Поставленная задача 1:
Ответьте по тексту о праздновании падения «колчаковщины»:
(a) Какую годовщину падения «колчаковщины» отмечали в городах Сибири 14 декабря 1924 г.?
(b) Чем дополнялись вечера воспоминаний в клубах и на предприятиях?
(c) Премьерные показы каких пьес прошли в театрах на десятилетие памятного события?
Поставленная задача 2: Процитируйте фрагмент текста о праздновании падения «колчаковщины» от слов «Десятилетие памятного события» до слов «л. 28–28 об.].» включительно.

Предоставленный текст:

+++

14 декабря 1924 г. в городах Сибири праздновали пятилетие падения «колчаковщины». Следуя инструкциям горсоветов, агитаторы стремились вовлечь в коммеморации максимальное количество народа. По клубам и предприятиям прошли вечера воспоминаний, которые дополнялись инсценировками. Считалось, что эмоциональная игра актеров поможет убедить зрителей в однозначности официальной интерпретации событий. Местные органы власти устраивали также и торжественные заседания с докладами на исторические темы. Подчеркивалось, что изгнание армии Колчака стало важнейшей, заключительной победой Красной армии в Сибири [9, оп. 1, д. 962, л. 96–97]. Праздник сопровождался кампанией в периодической печати, которая призывала вспоминать убитых: «…героев, замученных колчаковцами, всех павших на полях сражений, вплоть до рядовых ратников». Газетные истории о «колчаковщине» и ее падении сопровождал острый эмоциональный накал, создававший атмосферу погружения в «страшное время», и воспоминания о жертвах белогвардейцев [15]. Пропаганда в который раз играла на контрасте: ужасы периода Гражданской войны сопоставлялись с уже имевшимися достижениями социалистического строительства.

Десятилетие памятного события проходило с еще большим размахом. В губернских городах Сибири, как и 7 ноября, устраивались демонстрации, сопровождавшиеся карнавальными шествиями на тему Гражданской войны. Администрации городов собирались на традиционные праздничные заседания. Музеи встречали посетителей новыми тематическим выставками, в театрах проходили премьерные показы пьес «Любовь Яровая» и «Гоп-ля мы живем», которые бесплатно посещали рабочие по пригласительным билетам [4, оп. 1, д. 1223, л. 28–28 об.].

+++

Строки данных:
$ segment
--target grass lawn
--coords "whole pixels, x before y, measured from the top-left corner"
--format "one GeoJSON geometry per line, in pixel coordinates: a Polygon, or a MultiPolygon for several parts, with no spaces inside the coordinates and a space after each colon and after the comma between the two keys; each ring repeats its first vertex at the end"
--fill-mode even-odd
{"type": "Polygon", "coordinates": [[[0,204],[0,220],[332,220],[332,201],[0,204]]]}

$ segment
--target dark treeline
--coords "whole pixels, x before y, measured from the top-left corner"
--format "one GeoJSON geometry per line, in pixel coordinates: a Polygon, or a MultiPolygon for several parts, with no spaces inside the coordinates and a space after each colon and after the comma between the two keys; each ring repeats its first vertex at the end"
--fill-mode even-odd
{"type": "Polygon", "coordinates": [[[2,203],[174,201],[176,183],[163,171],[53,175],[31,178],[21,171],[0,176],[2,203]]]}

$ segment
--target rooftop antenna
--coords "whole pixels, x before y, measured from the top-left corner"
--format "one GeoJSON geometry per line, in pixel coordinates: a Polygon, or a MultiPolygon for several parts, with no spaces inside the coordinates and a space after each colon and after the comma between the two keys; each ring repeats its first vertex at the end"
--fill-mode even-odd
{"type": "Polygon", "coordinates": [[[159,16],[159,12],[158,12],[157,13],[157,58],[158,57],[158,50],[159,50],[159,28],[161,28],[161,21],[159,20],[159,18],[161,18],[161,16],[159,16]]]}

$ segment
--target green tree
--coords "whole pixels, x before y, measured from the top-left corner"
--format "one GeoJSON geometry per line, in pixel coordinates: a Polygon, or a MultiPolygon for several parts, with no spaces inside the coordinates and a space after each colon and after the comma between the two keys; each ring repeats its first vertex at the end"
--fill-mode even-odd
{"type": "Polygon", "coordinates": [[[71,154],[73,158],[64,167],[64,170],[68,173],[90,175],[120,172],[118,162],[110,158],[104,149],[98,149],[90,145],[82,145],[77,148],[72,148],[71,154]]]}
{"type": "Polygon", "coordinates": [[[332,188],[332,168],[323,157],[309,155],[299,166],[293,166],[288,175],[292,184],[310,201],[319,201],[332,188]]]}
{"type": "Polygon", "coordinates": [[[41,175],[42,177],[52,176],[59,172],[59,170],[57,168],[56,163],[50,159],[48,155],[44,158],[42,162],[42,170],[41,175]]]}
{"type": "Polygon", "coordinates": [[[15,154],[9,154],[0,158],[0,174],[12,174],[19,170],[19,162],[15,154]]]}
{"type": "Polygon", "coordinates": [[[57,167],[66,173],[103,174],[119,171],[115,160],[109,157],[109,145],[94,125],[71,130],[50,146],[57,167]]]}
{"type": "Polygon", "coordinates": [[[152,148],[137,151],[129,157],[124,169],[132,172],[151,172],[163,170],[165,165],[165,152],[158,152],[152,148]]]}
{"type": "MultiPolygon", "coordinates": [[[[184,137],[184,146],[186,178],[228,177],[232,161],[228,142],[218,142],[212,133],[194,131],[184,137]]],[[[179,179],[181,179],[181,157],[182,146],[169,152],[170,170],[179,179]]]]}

+++

Письменное решение 1:
(a) Пятилетие.
(b) Инсценировками.
(c) «Любовь Яровая» и «Гоп-ля мы живем».

Письменное решение 2:
Десятилетие памятного события проходило с еще большим размахом. В губернских городах Сибири, как и 7 ноября, устраивались демонстрации, сопровождавшиеся карнавальными шествиями на тему Гражданской войны. Администрации городов собирались на традиционные праздничные заседания. Музеи встречали посетителей новыми тематическим выставками, в театрах проходили премьерные показы пьес «Любовь Яровая» и «Гоп-ля мы живем», которые бесплатно посещали рабочие по пригласительным билетам [4, оп. 1, д. 1223, л. 28–28 об.].